··· Dataset
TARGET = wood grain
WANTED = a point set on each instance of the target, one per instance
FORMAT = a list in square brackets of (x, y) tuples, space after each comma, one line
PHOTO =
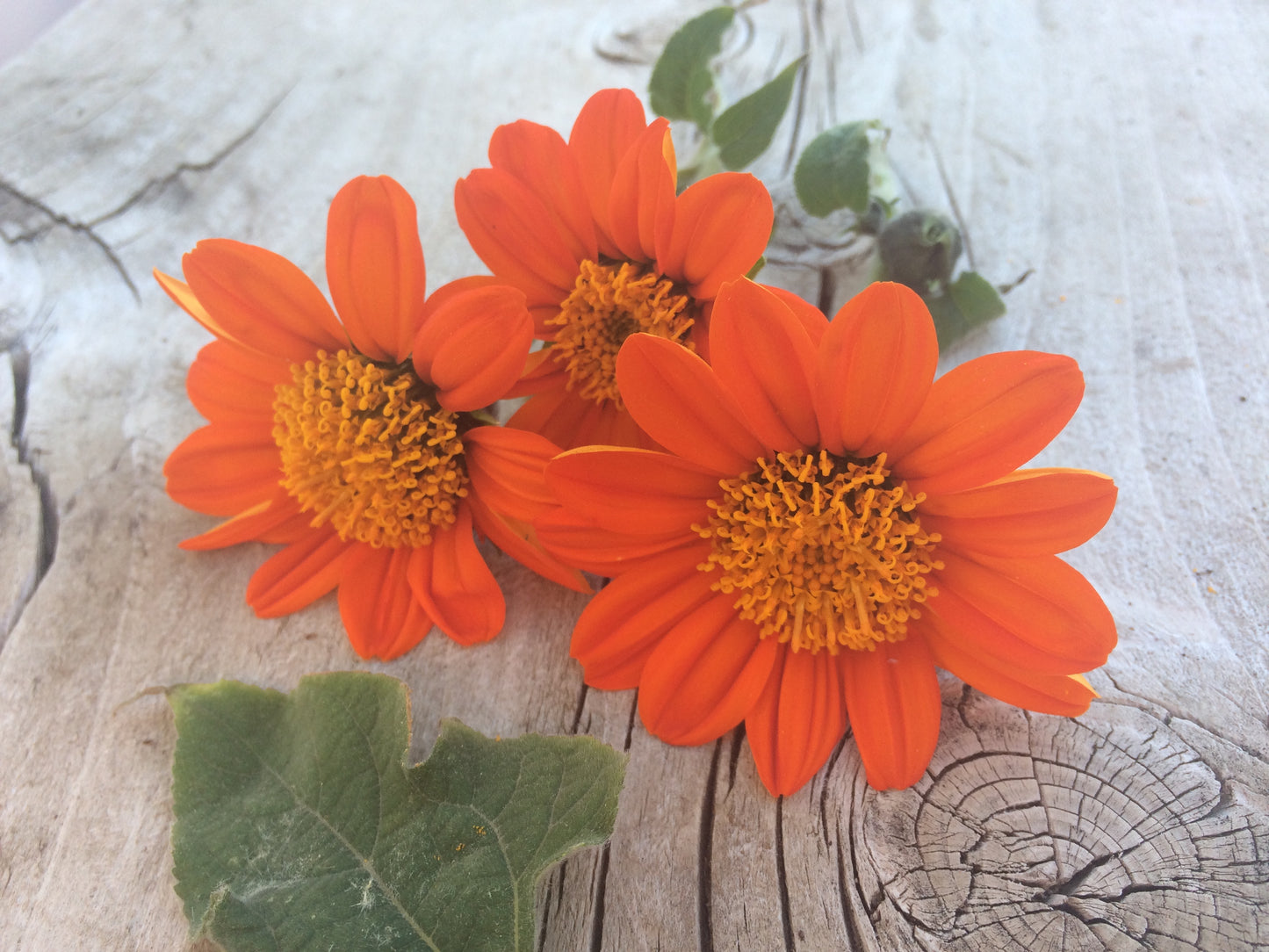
[(1111, 151)]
······
• [Description of the task]
Convert the items above into a two-column CSV with the headers "text" and "answer", one row per item. Enclose each field in double quotes, replace line breaks with spaces, and leave the pictures out.

• [Final result]
text,answer
"TARGET = wood grain WANTED = a point set on each instance of the target, one per instance FORMAT = a list in square brackets of (x, y) tuples, space after each comma, one line PHOTO =","[(1111, 151)]"